### YOUR INSTRUCTIONS
Everything in the data should be repeated exactly, save for the images.

### STORED ROWS
>> Start

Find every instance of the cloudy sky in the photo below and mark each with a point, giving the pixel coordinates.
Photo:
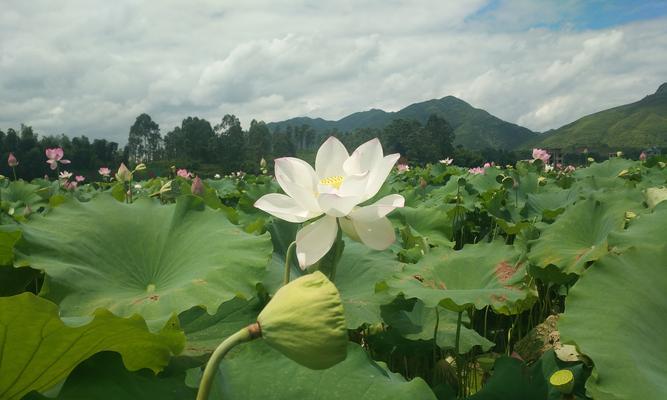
(90, 67)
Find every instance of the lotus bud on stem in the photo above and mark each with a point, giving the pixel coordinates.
(304, 321)
(244, 335)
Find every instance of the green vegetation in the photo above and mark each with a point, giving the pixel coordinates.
(638, 125)
(496, 281)
(473, 128)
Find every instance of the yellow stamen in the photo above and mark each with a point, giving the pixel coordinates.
(333, 181)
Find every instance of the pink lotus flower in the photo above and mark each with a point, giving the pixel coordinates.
(539, 154)
(69, 185)
(55, 156)
(12, 161)
(65, 175)
(183, 173)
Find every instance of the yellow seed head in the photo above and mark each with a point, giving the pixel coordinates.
(333, 181)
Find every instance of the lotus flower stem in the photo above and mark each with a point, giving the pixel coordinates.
(244, 335)
(458, 332)
(288, 259)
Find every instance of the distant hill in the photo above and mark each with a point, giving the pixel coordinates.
(637, 125)
(474, 128)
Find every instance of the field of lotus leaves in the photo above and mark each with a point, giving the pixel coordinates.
(498, 278)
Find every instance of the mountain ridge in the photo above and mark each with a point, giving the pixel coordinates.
(473, 127)
(639, 124)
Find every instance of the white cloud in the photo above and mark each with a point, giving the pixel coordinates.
(79, 67)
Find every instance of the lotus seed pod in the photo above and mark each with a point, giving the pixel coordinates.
(197, 187)
(123, 174)
(305, 322)
(563, 381)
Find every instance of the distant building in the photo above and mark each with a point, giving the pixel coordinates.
(556, 156)
(653, 151)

>> End

### EXERCISE SOLUTION
Find every instance of the cloudy sky in the photo below and mark each with a point, giving the pixel coordinates.
Photo:
(90, 67)
Find every instance of the lotus bud on stem in the photo above and mark each with a point, giving the pixel coordinates.
(304, 321)
(244, 335)
Find every instance of the green vegetation in the photo above and mark each with a point, giving the pixel coordinates.
(638, 125)
(496, 281)
(473, 128)
Find every instance of the yellow stamen in the photo above and mark each with a point, giving the pixel coordinates.
(333, 181)
Find every instance of the pink lotus flower in the photo above and mark each with a point, giving the pixel coordinates.
(539, 154)
(69, 185)
(55, 156)
(12, 161)
(65, 175)
(183, 173)
Find every instance of the yellow seed head in the photo above and mark each with a point, giving the pixel coordinates.
(333, 181)
Find every instance of the lotus flower stem in the photo above and mark each with a point, giving the pixel coordinates.
(244, 335)
(458, 332)
(288, 259)
Find every instance of the distant hill in the photo above and mark each with a point, giving the pixel coordinates.
(637, 125)
(474, 128)
Find every instance of the field of lotus leaves in the photo above and mark each with a point, giving the pixel coordinates.
(498, 278)
Find every instance of the mountain ridge in the photo above and mark each with a point, giving the pixel coordinates.
(473, 127)
(639, 124)
Find every instance of the white cloud in the photo above and mark each with a point, giving the pixel coordinates.
(79, 67)
Find every instance of the lotus seed pod in the photo above and mark each with a point, giving the pixel coordinates.
(197, 187)
(123, 174)
(305, 322)
(563, 381)
Find every instance of the distant building in the photo above and mark each with a point, giving the pixel coordinates.
(556, 156)
(653, 151)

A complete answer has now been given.